**Written request**
Find every line in the rows below that contains the word "water", and copy each of those lines; capitalization must match.
● ● ● ●
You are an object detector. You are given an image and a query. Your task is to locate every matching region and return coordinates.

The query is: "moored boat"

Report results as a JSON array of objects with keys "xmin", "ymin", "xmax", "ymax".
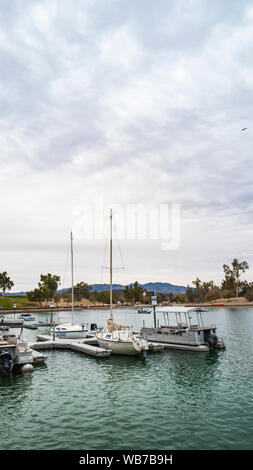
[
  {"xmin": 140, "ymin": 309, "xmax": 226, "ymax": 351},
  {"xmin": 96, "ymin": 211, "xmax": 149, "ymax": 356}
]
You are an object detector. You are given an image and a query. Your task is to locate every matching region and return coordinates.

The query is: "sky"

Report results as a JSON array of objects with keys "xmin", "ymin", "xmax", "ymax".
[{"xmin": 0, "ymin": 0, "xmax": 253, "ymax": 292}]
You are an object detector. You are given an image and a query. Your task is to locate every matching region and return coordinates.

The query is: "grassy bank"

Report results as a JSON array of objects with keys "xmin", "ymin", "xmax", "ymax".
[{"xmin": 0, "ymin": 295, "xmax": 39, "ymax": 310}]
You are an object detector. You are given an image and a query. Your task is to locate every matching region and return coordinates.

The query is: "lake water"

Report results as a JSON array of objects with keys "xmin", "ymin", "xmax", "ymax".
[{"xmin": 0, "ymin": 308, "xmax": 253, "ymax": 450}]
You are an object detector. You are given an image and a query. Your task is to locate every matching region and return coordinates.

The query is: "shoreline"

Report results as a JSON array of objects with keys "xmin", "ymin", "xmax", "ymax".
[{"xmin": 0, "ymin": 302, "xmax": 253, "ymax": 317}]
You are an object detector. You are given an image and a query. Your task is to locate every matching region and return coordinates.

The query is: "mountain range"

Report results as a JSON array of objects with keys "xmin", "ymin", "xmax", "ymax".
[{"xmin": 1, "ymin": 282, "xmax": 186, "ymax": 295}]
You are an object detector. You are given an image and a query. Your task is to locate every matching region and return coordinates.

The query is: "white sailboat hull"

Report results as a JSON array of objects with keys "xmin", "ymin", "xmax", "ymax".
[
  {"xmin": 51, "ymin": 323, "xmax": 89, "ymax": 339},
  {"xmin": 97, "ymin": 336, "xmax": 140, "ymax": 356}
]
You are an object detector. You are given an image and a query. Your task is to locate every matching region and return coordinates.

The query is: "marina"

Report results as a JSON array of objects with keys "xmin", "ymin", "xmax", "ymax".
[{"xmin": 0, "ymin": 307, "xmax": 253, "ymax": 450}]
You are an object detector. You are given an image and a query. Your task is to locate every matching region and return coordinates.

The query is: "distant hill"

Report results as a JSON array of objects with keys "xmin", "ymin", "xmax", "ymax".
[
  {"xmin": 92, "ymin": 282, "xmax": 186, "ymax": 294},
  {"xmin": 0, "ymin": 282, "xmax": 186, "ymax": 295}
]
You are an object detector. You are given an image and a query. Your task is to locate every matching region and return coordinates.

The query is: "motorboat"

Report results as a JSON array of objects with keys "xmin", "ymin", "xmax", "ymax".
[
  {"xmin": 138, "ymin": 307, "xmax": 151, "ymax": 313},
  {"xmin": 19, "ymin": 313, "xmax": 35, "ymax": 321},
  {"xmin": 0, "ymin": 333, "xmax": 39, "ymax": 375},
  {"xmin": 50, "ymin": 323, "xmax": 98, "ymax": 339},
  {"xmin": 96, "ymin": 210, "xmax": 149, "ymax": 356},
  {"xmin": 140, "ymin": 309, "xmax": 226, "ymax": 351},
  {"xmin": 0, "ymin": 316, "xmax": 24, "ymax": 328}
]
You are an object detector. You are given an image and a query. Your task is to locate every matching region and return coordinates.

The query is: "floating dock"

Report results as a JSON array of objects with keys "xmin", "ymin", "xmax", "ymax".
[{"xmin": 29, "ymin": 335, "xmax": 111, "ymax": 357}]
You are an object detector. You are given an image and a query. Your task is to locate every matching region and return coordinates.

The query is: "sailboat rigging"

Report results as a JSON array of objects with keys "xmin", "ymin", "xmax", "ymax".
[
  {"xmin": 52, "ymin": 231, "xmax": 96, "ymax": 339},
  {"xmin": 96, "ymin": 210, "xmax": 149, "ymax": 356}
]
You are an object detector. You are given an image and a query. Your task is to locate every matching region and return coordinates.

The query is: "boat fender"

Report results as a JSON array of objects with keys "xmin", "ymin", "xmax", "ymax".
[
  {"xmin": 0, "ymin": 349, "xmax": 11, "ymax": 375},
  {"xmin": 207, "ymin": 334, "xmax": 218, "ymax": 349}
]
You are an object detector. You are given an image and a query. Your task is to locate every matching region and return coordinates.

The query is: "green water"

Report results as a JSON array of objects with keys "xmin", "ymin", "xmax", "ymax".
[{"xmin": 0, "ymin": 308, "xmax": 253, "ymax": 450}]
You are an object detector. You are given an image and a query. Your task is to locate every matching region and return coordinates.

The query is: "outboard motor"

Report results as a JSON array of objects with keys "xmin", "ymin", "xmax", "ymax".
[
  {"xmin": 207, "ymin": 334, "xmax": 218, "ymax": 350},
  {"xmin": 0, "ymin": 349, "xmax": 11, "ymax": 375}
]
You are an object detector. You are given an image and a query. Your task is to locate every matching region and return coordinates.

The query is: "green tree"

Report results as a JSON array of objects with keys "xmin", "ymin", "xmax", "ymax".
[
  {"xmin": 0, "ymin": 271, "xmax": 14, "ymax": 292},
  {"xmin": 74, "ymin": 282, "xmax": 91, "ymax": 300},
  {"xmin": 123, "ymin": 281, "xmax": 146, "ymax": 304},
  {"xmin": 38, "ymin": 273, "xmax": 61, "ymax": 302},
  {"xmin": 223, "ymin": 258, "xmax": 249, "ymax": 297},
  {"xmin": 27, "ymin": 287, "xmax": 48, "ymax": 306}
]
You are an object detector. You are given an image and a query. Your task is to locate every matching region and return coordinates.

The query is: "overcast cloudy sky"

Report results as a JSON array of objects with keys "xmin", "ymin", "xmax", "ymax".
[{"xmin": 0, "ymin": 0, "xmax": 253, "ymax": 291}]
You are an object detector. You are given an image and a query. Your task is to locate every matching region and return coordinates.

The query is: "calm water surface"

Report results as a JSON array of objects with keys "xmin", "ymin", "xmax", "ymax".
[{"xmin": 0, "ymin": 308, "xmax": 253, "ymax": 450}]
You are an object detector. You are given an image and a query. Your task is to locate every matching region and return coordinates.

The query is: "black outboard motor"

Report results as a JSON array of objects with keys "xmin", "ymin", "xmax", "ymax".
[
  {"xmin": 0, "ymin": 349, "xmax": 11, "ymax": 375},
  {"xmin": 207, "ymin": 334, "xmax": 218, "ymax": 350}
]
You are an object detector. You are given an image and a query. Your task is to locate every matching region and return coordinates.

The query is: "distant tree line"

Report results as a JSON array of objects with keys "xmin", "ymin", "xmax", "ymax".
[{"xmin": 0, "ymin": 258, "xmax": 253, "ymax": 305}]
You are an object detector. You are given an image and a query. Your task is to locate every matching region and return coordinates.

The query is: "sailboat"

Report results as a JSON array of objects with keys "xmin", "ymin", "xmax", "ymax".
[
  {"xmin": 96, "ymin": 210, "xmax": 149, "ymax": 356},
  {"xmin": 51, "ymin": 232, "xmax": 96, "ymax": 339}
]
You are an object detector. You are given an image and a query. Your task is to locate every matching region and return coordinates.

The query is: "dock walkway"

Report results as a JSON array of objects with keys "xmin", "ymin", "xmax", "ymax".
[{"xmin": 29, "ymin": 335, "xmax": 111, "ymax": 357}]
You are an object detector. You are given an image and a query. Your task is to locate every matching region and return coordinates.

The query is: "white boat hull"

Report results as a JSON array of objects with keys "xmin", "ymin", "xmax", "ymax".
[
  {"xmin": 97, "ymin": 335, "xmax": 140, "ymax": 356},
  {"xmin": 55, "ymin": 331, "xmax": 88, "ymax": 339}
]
● ● ● ●
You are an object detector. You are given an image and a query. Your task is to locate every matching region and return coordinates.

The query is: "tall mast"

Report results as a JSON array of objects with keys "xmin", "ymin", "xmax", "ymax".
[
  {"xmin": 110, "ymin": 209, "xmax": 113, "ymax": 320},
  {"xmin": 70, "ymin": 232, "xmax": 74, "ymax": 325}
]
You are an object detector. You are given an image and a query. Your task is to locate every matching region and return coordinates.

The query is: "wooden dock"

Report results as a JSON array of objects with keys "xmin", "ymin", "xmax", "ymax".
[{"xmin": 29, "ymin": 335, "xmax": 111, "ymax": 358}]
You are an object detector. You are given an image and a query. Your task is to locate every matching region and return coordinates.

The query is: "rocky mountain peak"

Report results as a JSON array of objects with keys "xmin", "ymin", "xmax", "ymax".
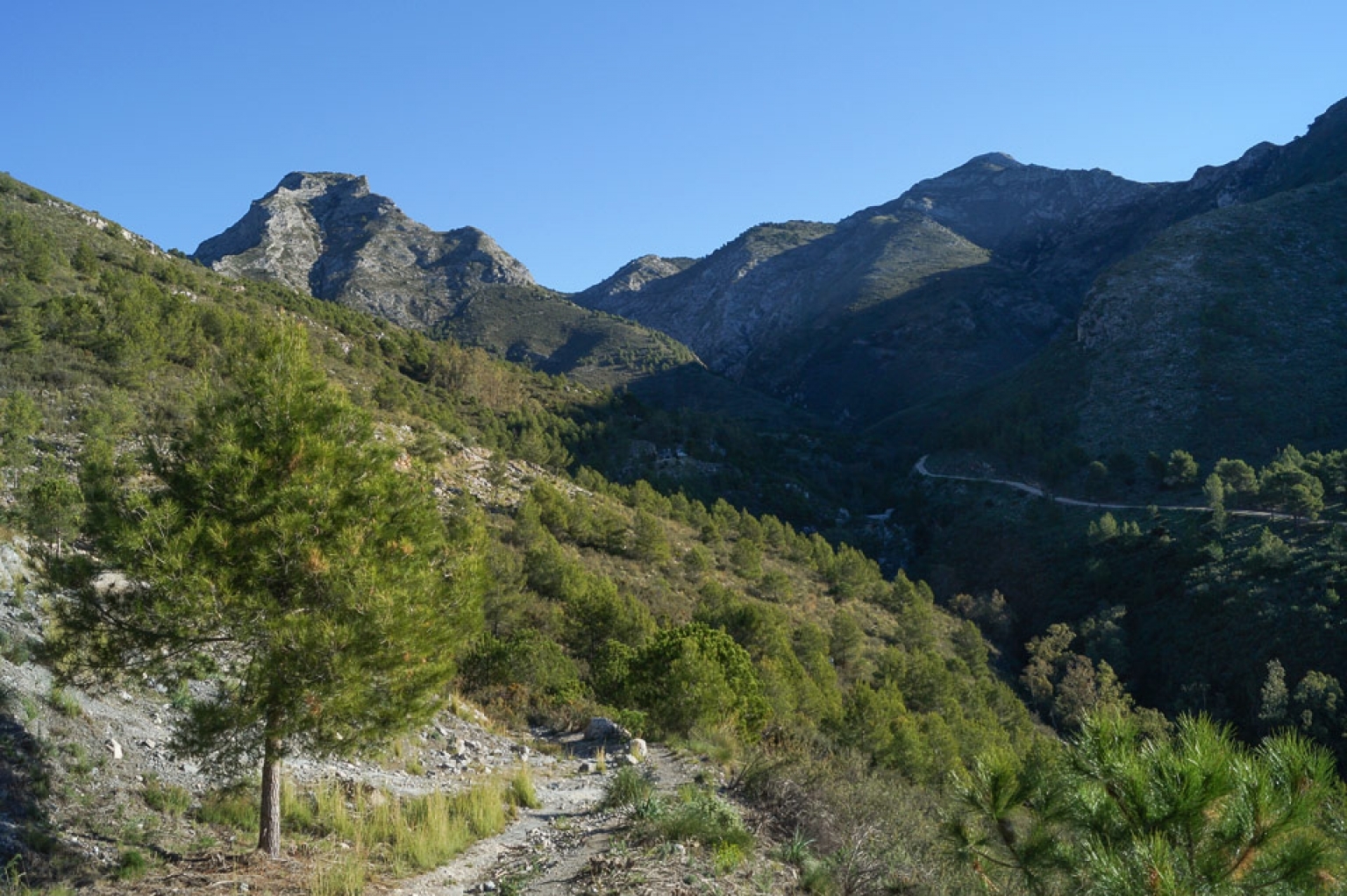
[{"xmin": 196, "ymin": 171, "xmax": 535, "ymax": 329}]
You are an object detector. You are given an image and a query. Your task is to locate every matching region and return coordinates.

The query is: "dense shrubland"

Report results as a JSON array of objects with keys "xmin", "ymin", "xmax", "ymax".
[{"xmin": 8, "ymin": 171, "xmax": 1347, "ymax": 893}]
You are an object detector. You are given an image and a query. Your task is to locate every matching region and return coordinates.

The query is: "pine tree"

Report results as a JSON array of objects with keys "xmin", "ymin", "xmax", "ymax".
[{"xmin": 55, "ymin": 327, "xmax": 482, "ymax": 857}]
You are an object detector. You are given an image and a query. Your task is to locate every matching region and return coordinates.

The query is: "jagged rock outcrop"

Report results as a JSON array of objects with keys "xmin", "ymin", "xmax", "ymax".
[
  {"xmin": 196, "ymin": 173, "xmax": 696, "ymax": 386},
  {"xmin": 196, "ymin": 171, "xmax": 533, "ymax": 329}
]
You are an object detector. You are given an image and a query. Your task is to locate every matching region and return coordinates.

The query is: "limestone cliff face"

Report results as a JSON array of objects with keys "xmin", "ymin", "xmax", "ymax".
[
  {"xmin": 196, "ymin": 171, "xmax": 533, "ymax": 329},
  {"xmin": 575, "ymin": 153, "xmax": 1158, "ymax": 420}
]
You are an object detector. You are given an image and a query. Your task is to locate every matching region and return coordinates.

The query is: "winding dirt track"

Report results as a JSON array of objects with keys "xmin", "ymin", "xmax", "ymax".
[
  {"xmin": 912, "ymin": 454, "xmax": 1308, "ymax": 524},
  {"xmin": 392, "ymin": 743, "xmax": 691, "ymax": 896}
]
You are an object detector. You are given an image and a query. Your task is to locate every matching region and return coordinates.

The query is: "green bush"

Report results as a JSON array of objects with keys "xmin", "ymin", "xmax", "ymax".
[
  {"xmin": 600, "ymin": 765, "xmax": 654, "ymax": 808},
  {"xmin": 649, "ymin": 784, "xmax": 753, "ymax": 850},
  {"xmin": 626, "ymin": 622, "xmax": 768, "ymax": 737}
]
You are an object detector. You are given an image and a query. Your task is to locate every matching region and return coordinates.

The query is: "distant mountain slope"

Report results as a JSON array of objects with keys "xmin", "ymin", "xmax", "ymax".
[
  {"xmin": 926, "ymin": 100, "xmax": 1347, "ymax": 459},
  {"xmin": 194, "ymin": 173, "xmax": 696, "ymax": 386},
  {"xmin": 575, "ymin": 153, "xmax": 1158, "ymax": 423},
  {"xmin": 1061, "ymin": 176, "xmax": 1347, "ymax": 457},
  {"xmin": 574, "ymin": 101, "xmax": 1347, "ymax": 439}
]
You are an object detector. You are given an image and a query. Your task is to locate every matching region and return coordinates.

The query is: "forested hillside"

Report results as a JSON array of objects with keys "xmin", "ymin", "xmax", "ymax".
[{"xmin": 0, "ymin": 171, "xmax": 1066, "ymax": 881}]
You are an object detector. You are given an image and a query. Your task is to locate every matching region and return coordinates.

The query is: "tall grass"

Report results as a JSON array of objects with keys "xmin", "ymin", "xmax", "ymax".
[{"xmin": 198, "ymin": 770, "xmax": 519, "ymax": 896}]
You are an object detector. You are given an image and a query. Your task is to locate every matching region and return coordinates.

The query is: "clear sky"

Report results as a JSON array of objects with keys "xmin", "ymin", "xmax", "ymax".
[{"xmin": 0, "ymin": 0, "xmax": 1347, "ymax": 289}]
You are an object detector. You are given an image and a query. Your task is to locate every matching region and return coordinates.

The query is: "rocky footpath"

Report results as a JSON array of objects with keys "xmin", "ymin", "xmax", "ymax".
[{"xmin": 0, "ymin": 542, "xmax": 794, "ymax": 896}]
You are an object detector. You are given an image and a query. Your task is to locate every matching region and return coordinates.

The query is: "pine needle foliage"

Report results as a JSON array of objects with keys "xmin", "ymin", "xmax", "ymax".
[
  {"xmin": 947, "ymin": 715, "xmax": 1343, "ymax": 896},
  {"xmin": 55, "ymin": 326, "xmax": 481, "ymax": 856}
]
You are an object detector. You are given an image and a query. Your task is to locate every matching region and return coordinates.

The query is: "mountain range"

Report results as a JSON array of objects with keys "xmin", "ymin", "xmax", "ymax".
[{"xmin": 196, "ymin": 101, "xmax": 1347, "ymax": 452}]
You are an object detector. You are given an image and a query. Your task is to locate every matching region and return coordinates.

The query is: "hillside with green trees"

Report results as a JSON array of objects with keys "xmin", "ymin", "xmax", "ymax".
● ● ● ●
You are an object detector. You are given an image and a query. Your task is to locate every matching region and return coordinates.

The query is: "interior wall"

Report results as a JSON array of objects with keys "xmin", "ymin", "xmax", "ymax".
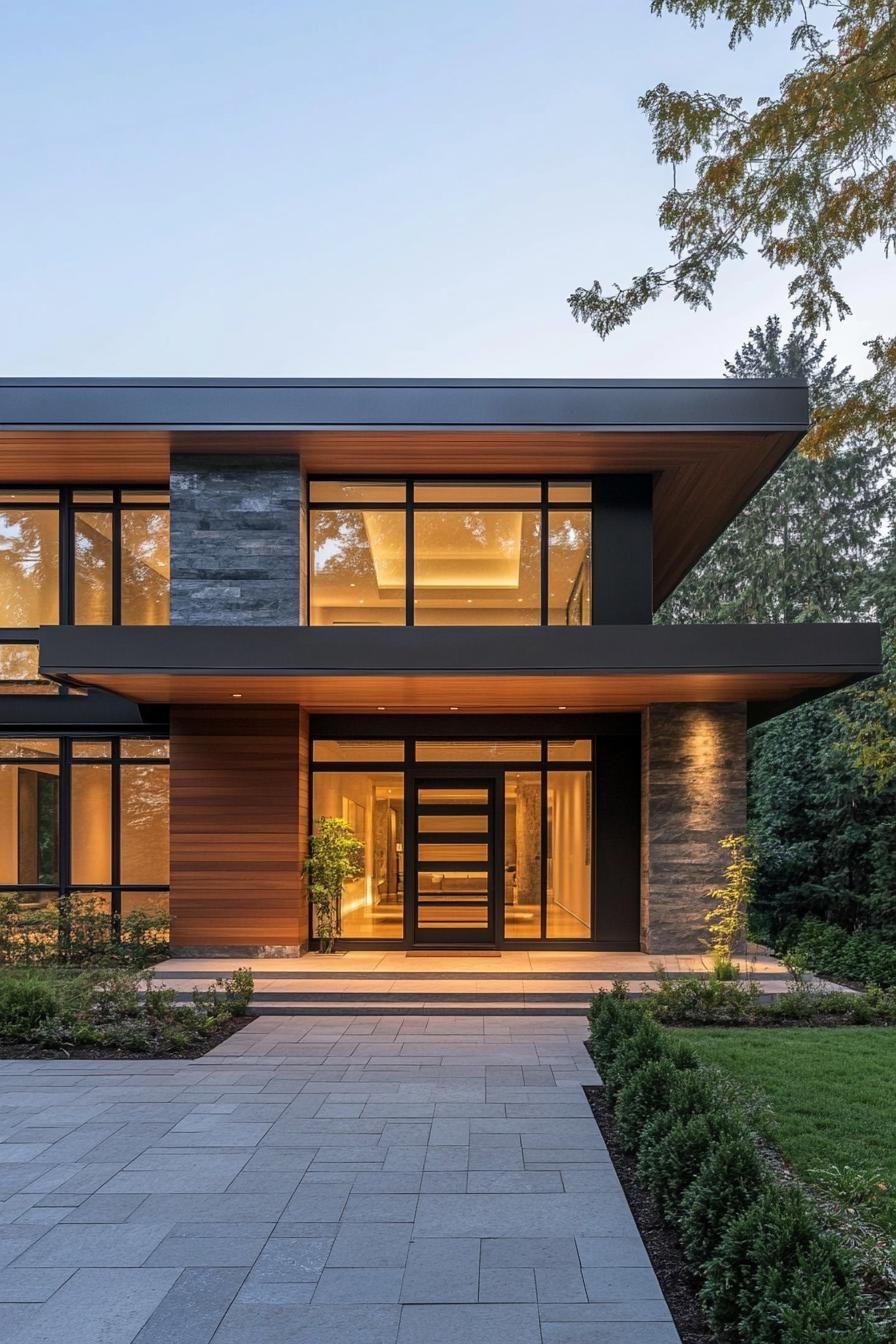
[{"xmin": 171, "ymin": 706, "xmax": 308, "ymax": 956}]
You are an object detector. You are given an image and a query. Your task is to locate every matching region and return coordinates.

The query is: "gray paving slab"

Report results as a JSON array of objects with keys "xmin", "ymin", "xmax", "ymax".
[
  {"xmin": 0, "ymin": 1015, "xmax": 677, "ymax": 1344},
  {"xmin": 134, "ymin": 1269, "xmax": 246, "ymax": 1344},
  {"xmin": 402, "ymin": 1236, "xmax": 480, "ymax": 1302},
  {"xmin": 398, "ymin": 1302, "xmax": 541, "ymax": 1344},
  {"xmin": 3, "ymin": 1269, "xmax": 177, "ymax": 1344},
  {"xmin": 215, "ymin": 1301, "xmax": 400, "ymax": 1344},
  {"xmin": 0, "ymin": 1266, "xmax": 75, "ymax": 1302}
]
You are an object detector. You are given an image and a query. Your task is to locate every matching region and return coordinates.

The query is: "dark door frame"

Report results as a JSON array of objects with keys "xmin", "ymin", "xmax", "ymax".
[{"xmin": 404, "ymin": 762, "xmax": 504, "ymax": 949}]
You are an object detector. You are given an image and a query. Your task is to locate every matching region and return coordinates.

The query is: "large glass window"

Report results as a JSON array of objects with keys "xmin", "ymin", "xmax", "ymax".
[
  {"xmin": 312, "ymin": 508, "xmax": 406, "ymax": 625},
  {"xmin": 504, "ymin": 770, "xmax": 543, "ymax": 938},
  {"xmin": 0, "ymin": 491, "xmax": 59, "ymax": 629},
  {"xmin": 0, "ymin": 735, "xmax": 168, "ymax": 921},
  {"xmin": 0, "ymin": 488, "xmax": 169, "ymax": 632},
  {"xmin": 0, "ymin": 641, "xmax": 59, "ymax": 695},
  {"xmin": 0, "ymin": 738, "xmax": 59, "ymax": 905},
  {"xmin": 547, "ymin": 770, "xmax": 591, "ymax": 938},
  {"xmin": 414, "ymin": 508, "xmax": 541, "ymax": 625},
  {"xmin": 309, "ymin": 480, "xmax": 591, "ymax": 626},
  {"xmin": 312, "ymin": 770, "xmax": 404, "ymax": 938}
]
● ● ● ●
**Result of this exercise**
The query is: "lake water"
The query is: "green water"
The query is: "calm water surface"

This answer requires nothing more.